ASSIGNMENT:
Go through the lines below and retype each one exactly.

EXCERPTED RECORDS:
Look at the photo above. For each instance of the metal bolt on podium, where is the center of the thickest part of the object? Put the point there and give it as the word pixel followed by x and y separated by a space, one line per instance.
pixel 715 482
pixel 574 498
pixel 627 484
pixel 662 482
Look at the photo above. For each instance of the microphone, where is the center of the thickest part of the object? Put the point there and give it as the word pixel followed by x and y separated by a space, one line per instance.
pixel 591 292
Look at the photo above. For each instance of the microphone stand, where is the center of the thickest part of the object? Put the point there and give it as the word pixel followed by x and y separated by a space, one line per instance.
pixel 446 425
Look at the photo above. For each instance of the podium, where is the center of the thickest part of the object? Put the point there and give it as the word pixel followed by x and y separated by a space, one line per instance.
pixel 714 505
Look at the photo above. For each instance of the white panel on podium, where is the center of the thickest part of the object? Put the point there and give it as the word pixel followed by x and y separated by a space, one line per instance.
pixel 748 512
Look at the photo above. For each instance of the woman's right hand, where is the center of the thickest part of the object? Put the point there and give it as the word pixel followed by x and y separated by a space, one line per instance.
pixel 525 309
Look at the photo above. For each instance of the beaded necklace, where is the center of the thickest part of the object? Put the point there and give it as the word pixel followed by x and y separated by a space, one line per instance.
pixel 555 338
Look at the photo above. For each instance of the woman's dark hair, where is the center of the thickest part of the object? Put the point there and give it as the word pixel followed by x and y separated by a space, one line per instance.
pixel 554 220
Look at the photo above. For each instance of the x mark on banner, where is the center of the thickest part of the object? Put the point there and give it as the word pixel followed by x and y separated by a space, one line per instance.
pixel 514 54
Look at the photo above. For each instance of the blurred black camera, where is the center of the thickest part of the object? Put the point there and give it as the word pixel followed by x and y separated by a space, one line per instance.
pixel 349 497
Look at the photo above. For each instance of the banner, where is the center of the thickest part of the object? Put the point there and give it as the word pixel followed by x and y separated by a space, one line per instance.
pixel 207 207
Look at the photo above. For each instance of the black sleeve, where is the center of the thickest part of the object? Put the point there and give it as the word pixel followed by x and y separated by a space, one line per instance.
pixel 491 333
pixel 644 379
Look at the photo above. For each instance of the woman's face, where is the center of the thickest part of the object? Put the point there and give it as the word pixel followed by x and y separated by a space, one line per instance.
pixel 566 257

SOLUTION TO THIS PROBLEM:
Look at the photo above. For each instance of the metal bolt on podium, where is the center of the thickest part of the object? Put the point there and give it as the word pixel followed by x and y separated by a space, one line per instance.
pixel 715 482
pixel 574 498
pixel 627 484
pixel 662 482
Look at the photo above. For each instance of the microphone, where is the center of the thickest part of the object? Put the point there and give it as the word pixel followed by x and y separated by a space, one line per instance.
pixel 591 292
Look at the photo above. For each instance of the microphone stand, where is the center of the thickest part of the object? Put the point there and give it as the word pixel followed by x and y separated by a space, one line per instance.
pixel 446 425
Look at the photo above. For each instance of the podium, where is the center of the thickest part of the object? Put the point there and give it as the word pixel followed by x and y separated by a space, one line per instance.
pixel 714 505
Look at the photo above. For each instance of the white panel on podium, where is the center of the thickest part of the object? Put the point there and give it as the word pixel followed by x and y separated by a space, one line per instance.
pixel 748 512
Look at the photo above. For each instance of the woman's right hand, where is the center of the thickest part of the object? Put the point there and give it as the word pixel followed by x and y separated by a space, one line per instance.
pixel 525 309
Look at the photo above. For each instance of the beaded necklace, where is the center of the thickest part of the object? Put the point there and give it as the word pixel followed by x and y separated by a space, one line per instance.
pixel 555 338
Look at the photo above. For each instance of the woman's dark hair, where is the center of the thickest part of the object? Put the point there and give it as the word pixel followed by x and y separated by a space, one line per instance.
pixel 554 220
Look at the photo above. For each instance of the x mark on banner, where is the center of the thickest part of the object? Put the point there and give it as the word pixel followed by x and y separated by a space, one line per instance.
pixel 514 54
Look at the photo above. For each instance of the blurred black camera, where is the center of the thickest part of the object? Put the point there and give it as the word pixel followed by x and y separated by a space, one line per instance.
pixel 349 497
Look at the photo above. For each instance of the banner, where is the center of the thickest part of the object? Put the point there and give it as the word pixel followed by x and y separated by a space, one line per instance.
pixel 207 207
Look at the photo above. For each instance of the black sleeve, where is the center of the thickest part of the object? Put the point there and give it as the word pixel followed by x and y separated by a space, one line per instance.
pixel 491 333
pixel 644 379
Look at the photo above. For each instance of the woman's face, where is the center of the thickest part of the object? Put the point there and give it as the word pixel followed by x and y separated by a space, one line per instance.
pixel 566 257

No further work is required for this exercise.